- [Tekst źródłowy]:
..............................

Na konferencji pokazano militaria i materiały wybuchowe znalezione u niedoszłego zamachowca oraz filmy z próbnych wybuchów, które robił pod Krakowem. Największy ładunek - 250 kg mieszanki własnej produkcji - zdetonował obok miejscowości Przeginia.

Akcję przeciwko terroryście pochwalił premier Donald Tusk. - Przekleństwo, które wyraża się w przysłowiu "mądry Polak po szkodzie", tym razem okazało się nieprawdziwe" - mówił. Antoni Macierewicz oświadczył, że "zagrożony był PiS, bo posłowie tej partii siedzą pod lożą prezydenta".

..............................

- [Wpisy pobrane ze zbioru]:
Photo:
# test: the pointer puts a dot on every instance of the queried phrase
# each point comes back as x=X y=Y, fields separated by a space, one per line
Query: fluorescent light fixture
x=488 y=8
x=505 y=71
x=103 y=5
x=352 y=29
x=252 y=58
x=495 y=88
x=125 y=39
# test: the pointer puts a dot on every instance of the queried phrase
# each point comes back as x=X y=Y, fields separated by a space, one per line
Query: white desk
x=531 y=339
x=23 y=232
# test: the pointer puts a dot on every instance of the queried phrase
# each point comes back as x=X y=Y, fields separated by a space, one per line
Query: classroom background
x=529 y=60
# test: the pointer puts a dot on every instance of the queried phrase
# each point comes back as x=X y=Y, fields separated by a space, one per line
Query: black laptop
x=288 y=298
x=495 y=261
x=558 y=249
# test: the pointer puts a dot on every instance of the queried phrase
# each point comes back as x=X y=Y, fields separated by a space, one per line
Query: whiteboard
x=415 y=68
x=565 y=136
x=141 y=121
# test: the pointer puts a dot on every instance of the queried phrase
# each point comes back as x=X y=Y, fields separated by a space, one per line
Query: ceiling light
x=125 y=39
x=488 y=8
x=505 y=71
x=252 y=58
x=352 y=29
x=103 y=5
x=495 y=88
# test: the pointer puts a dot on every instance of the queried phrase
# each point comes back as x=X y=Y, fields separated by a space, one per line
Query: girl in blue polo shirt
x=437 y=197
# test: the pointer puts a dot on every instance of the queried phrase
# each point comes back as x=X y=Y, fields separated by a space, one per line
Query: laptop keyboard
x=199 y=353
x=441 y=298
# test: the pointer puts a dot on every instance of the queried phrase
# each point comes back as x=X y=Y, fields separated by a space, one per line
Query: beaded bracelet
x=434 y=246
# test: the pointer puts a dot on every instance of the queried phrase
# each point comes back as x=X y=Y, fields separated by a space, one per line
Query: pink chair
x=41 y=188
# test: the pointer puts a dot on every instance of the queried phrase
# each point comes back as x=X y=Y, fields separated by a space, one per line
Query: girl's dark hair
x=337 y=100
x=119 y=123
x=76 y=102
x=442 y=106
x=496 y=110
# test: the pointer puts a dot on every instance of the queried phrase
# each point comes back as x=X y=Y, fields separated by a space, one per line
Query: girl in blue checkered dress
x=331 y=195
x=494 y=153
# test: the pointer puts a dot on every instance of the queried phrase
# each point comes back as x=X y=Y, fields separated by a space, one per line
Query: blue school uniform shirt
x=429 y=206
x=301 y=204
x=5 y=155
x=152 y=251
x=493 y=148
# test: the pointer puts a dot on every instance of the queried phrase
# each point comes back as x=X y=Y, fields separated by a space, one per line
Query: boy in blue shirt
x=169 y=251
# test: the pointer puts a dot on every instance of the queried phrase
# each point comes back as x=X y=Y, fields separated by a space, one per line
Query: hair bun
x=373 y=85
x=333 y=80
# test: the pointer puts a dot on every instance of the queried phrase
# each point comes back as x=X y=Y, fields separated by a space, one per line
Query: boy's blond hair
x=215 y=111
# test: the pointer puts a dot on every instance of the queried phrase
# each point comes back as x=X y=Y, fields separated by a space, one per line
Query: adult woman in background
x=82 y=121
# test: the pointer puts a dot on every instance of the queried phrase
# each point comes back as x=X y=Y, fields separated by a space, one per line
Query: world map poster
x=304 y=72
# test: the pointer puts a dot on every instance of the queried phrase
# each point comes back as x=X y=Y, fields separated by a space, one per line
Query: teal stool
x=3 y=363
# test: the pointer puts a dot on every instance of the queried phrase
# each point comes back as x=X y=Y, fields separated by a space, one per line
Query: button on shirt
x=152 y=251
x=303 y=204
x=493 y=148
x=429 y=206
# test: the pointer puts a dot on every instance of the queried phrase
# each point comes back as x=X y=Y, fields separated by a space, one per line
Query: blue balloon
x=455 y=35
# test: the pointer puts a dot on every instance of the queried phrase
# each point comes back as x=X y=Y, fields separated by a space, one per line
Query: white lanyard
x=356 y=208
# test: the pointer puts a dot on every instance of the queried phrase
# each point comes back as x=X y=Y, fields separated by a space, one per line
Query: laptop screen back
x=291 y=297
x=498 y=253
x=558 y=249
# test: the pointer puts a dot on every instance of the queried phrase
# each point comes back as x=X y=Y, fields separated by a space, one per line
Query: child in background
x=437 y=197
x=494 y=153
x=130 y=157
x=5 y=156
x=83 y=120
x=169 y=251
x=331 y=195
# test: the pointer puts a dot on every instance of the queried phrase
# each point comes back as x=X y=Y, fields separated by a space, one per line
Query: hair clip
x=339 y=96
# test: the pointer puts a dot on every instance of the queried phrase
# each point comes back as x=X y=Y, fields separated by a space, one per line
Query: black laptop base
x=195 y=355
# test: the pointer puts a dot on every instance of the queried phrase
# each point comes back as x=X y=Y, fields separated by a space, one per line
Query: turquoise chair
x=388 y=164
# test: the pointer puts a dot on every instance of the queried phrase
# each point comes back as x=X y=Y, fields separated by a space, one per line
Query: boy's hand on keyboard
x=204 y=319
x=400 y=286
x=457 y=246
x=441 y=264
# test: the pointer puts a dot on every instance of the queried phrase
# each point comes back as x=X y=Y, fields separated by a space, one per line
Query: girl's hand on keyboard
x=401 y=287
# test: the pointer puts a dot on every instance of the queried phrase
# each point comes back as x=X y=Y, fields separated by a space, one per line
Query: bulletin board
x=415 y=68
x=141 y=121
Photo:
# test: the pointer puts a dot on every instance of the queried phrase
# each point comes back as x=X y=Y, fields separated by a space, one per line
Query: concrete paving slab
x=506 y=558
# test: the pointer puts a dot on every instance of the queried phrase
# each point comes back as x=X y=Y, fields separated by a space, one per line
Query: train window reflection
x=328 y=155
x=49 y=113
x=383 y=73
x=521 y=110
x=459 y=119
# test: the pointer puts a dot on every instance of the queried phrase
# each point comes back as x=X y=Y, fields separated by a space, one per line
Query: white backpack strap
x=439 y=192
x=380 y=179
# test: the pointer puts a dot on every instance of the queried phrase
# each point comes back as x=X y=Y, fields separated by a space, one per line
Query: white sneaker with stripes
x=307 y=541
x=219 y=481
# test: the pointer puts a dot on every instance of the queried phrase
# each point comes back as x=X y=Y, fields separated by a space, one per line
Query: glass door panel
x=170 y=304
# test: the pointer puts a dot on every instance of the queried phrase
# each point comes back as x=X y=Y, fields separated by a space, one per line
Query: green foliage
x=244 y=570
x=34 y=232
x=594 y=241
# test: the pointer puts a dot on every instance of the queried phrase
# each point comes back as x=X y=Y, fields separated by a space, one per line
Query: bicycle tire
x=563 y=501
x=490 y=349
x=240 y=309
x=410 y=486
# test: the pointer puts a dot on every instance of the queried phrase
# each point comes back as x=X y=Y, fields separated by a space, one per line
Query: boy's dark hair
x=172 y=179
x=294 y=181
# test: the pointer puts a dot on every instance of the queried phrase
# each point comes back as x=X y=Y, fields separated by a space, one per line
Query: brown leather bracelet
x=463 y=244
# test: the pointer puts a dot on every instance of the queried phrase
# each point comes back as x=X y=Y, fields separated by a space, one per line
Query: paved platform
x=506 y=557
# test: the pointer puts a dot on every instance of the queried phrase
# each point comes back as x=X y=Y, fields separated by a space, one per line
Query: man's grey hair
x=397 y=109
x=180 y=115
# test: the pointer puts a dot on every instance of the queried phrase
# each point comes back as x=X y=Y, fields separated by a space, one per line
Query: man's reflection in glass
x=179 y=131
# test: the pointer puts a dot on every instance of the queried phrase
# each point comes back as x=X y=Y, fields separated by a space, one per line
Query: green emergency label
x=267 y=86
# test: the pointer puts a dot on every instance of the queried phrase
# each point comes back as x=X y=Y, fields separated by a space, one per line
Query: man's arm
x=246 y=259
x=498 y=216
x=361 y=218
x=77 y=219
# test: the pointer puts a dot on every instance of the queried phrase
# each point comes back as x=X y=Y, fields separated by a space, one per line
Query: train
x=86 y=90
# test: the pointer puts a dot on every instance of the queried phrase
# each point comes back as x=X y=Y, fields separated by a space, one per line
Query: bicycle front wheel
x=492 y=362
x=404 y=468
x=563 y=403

..............................

- [Treść polecenia A]: Przeredaguj akapit tekstu źródłowego zaczynający się od słów „Na konferencji pokazano” w formie krótkiej listy, zachowując jego główne fakty.
- [Treść polecenia B]: Ile ważył największy ładunek, który według tekstu źródłowego zdetonował niedoszły zamachowiec?
- [Treść polecenia C]: Kontynuuj tekst źródłowy od miejsca, w którym się kończy.

- [Poprawna odpowiedź A]:
- Na konferencji pokazano militaria i materiały wybuchowe znalezione u niedoszłego zamachowca.
- Pokazano też filmy z jego próbnych wybuchów pod Krakowem.
- Największy ładunek, 250 kg mieszanki własnej produkcji, zdetonował obok Przegini.

- [Poprawna odpowiedź B]: 250 kg.

- [Poprawna odpowiedź C]:
 No.38282

Początki konspiracji

Bardzo szybko do opinii publicznej przedostały się informacje, że na trop Brunona Kwietnia ABW wpadła już wiosną 2011 r. Nie było to bardzo trudne. Naukowiec, który na krakowskim Uniwersytecie Rolniczym prowadził zajęcia z chemii organicznej i nieorganicznej, od początku 2011 r. rozwieszał na innych uczelniach ogłoszenia o dość jednoznacznej treści: "Wykłady z materiałów wybuchowych gratis! Prowadzi doktor nauk chemicznych, specjalista z materiałów wybuchowych. Zakres wykładów: podstawy, działanie, właściwości. Zastosowanie: synteza, technologia i otrzymywanie materiałów wybuchowych. Inżynieria saperska, w tym obliczanie wielkości ładunków wybuchowych, wysadzanie mostów, budynków, torów kolejowych, ziemi itp.". Autor ogłoszenia zapraszał do kontaktu pod adresem borazol@o2.pl.

Na swoich zajęciach Brunon Kwiecień gromadził od kilku do kilkunastu osób. Wykłady prowadził w budynku Uniwersytetu przy ul. Balickiej. Oprócz wiedzy o wybuchach dzielił się ze słuchaczami poglądami na sytuację w Polsce i na świecie. Powtarzał to, co wypisywał w internecie na: wykop.pl, o2.pl, wp.pl i demotywatory.pl.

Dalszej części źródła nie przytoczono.